(Pointing dataset excerpts)
##############################

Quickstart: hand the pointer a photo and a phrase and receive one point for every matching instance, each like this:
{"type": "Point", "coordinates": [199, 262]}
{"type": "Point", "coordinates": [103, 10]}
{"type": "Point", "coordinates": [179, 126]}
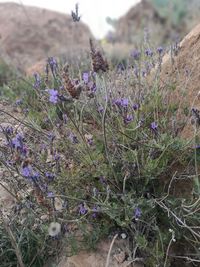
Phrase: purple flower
{"type": "Point", "coordinates": [73, 138]}
{"type": "Point", "coordinates": [149, 52]}
{"type": "Point", "coordinates": [53, 96]}
{"type": "Point", "coordinates": [160, 50]}
{"type": "Point", "coordinates": [136, 71]}
{"type": "Point", "coordinates": [92, 86]}
{"type": "Point", "coordinates": [51, 136]}
{"type": "Point", "coordinates": [95, 210]}
{"type": "Point", "coordinates": [100, 109]}
{"type": "Point", "coordinates": [50, 176]}
{"type": "Point", "coordinates": [137, 213]}
{"type": "Point", "coordinates": [136, 106]}
{"type": "Point", "coordinates": [17, 142]}
{"type": "Point", "coordinates": [27, 171]}
{"type": "Point", "coordinates": [86, 77]}
{"type": "Point", "coordinates": [9, 130]}
{"type": "Point", "coordinates": [52, 63]}
{"type": "Point", "coordinates": [50, 194]}
{"type": "Point", "coordinates": [102, 180]}
{"type": "Point", "coordinates": [124, 102]}
{"type": "Point", "coordinates": [18, 102]}
{"type": "Point", "coordinates": [82, 209]}
{"type": "Point", "coordinates": [38, 81]}
{"type": "Point", "coordinates": [56, 157]}
{"type": "Point", "coordinates": [117, 102]}
{"type": "Point", "coordinates": [136, 54]}
{"type": "Point", "coordinates": [154, 126]}
{"type": "Point", "coordinates": [128, 118]}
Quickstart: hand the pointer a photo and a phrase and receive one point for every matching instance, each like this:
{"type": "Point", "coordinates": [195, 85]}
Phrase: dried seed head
{"type": "Point", "coordinates": [73, 90]}
{"type": "Point", "coordinates": [54, 229]}
{"type": "Point", "coordinates": [98, 62]}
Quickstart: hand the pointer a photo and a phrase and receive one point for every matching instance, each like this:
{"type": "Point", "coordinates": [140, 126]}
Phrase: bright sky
{"type": "Point", "coordinates": [94, 12]}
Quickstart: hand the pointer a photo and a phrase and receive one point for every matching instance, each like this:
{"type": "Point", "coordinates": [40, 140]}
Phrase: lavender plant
{"type": "Point", "coordinates": [99, 153]}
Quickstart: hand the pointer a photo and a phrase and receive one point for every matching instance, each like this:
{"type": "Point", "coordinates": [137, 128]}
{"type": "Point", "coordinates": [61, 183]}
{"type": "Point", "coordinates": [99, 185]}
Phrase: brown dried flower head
{"type": "Point", "coordinates": [98, 62]}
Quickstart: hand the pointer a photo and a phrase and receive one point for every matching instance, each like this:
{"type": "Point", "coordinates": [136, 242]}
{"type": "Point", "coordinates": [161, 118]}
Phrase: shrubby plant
{"type": "Point", "coordinates": [98, 154]}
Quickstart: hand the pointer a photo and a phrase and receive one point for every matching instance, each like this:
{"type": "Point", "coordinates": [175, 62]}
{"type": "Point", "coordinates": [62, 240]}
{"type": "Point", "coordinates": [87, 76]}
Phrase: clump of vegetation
{"type": "Point", "coordinates": [6, 73]}
{"type": "Point", "coordinates": [100, 153]}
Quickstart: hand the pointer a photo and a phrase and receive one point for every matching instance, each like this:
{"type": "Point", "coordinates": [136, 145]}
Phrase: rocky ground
{"type": "Point", "coordinates": [29, 34]}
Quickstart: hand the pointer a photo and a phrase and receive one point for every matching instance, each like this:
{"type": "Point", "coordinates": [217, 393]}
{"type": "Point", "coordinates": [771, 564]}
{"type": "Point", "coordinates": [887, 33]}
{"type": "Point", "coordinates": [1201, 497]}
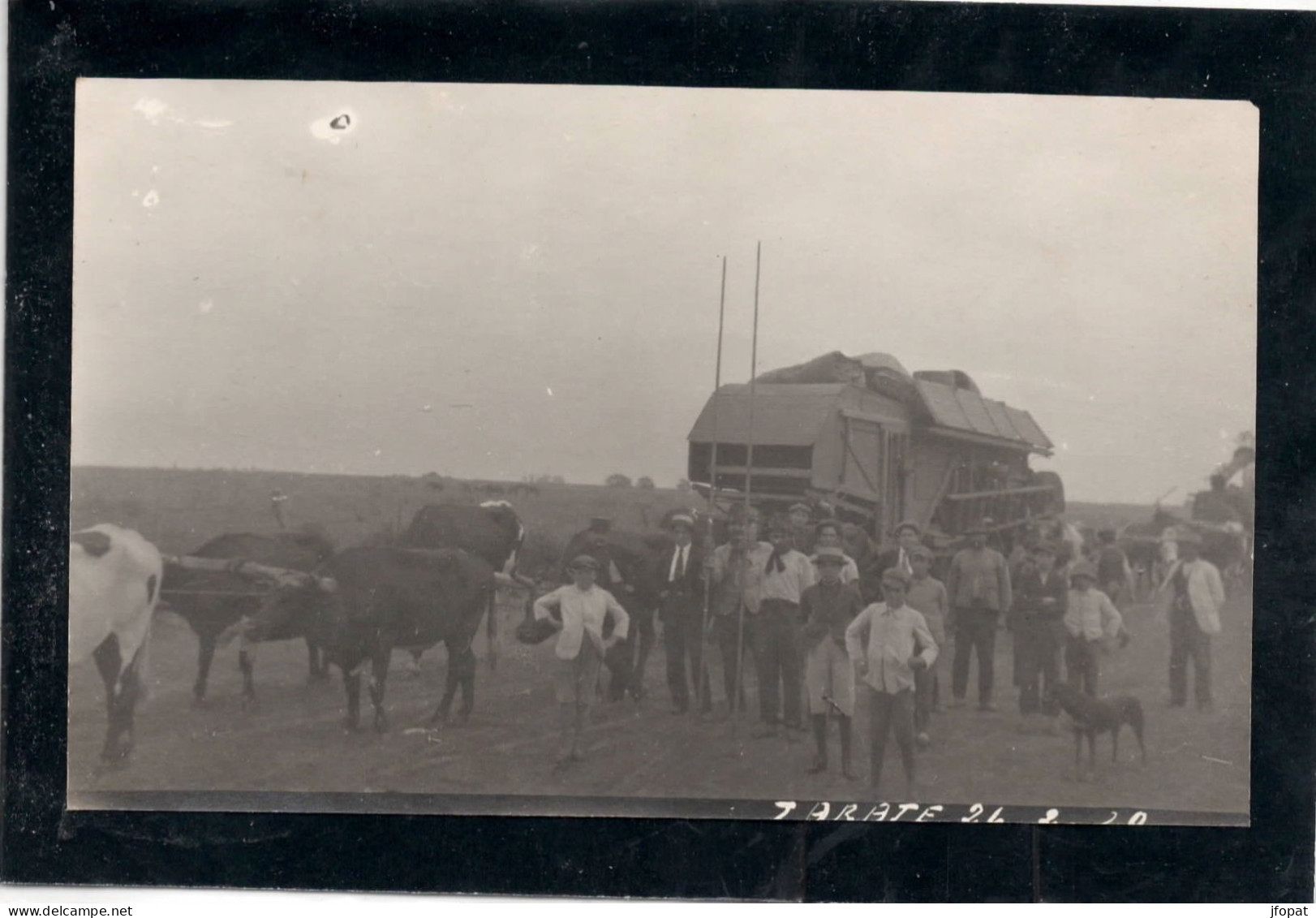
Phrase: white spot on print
{"type": "Point", "coordinates": [150, 108]}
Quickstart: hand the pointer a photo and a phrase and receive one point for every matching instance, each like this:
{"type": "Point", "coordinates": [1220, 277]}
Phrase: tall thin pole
{"type": "Point", "coordinates": [710, 543]}
{"type": "Point", "coordinates": [749, 465]}
{"type": "Point", "coordinates": [753, 372]}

##############################

(What you will do) Return the listing above in full and without alteration, excluding its pictures.

(Exercise response)
Quickstart: hand the pointer a photo and a phrase and receive one point for every matching instance, each like this:
{"type": "Point", "coordinates": [199, 262]}
{"type": "Point", "coordinates": [103, 10]}
{"type": "Point", "coordinates": [179, 126]}
Phrase: purple flower
{"type": "Point", "coordinates": [73, 138]}
{"type": "Point", "coordinates": [149, 52]}
{"type": "Point", "coordinates": [53, 96]}
{"type": "Point", "coordinates": [160, 50]}
{"type": "Point", "coordinates": [136, 71]}
{"type": "Point", "coordinates": [92, 86]}
{"type": "Point", "coordinates": [51, 136]}
{"type": "Point", "coordinates": [95, 210]}
{"type": "Point", "coordinates": [100, 109]}
{"type": "Point", "coordinates": [50, 176]}
{"type": "Point", "coordinates": [137, 213]}
{"type": "Point", "coordinates": [136, 106]}
{"type": "Point", "coordinates": [17, 142]}
{"type": "Point", "coordinates": [27, 171]}
{"type": "Point", "coordinates": [86, 77]}
{"type": "Point", "coordinates": [9, 130]}
{"type": "Point", "coordinates": [52, 63]}
{"type": "Point", "coordinates": [50, 194]}
{"type": "Point", "coordinates": [102, 180]}
{"type": "Point", "coordinates": [124, 102]}
{"type": "Point", "coordinates": [18, 102]}
{"type": "Point", "coordinates": [82, 209]}
{"type": "Point", "coordinates": [38, 81]}
{"type": "Point", "coordinates": [56, 157]}
{"type": "Point", "coordinates": [117, 102]}
{"type": "Point", "coordinates": [136, 54]}
{"type": "Point", "coordinates": [154, 126]}
{"type": "Point", "coordinates": [128, 118]}
Quickstart: hand the pointer a photo and a phrase and receive one point for every matching instance, each like this:
{"type": "Point", "coordinates": [195, 85]}
Phrase: dried seed head
{"type": "Point", "coordinates": [73, 90]}
{"type": "Point", "coordinates": [54, 229]}
{"type": "Point", "coordinates": [98, 62]}
Quickstart: hand the pointer a photo and a phrase and receive one point for every matching instance, each like this:
{"type": "Point", "coordinates": [140, 126]}
Phrase: bright sky
{"type": "Point", "coordinates": [94, 12]}
Quickstart: hand the pointer a photo and a phrase and receive one point for every matching instance, each like this:
{"type": "Point", "coordinates": [40, 140]}
Phrase: lavender plant
{"type": "Point", "coordinates": [99, 153]}
Quickstart: hand the pointer a photo and a phrase and receive one point for every matching instance, each like this:
{"type": "Point", "coordinates": [137, 128]}
{"type": "Point", "coordinates": [61, 183]}
{"type": "Point", "coordinates": [99, 185]}
Phrase: brown dried flower head
{"type": "Point", "coordinates": [98, 62]}
Quickstart: hand the pointer a photo and a phrase and receive one point for every matching instance, each like this:
{"type": "Point", "coordinates": [136, 242]}
{"type": "Point", "coordinates": [161, 118]}
Phrase: shrubby plant
{"type": "Point", "coordinates": [98, 154]}
Quickstart: hand the pointer a photo and a phrase and receive one point for every matching instance, each like this:
{"type": "Point", "coordinates": [175, 62]}
{"type": "Point", "coordinates": [62, 240]}
{"type": "Point", "coordinates": [87, 76]}
Phrase: clump of vegetation
{"type": "Point", "coordinates": [6, 73]}
{"type": "Point", "coordinates": [100, 153]}
Quickstart: hand the pointer a photo and a phrase and receive one point for every matching instance, each like this:
{"type": "Point", "coordinates": [136, 145]}
Phrase: rocky ground
{"type": "Point", "coordinates": [29, 34]}
Quickstart: hand the pointer a photo and a phrase and receive one point for every matching instance, each like this:
{"type": "Point", "coordinates": [217, 393]}
{"type": "Point", "coordinates": [771, 564]}
{"type": "Point", "coordinates": [887, 33]}
{"type": "Point", "coordinates": [1201, 497]}
Phrase: white spot on print
{"type": "Point", "coordinates": [150, 108]}
Quickstart: hand the pointer a photo and a phrase and receive one point for every matching instance, each like this:
{"type": "Point", "coordinates": [1220, 277]}
Phrase: tall thin pole
{"type": "Point", "coordinates": [710, 543]}
{"type": "Point", "coordinates": [749, 465]}
{"type": "Point", "coordinates": [753, 372]}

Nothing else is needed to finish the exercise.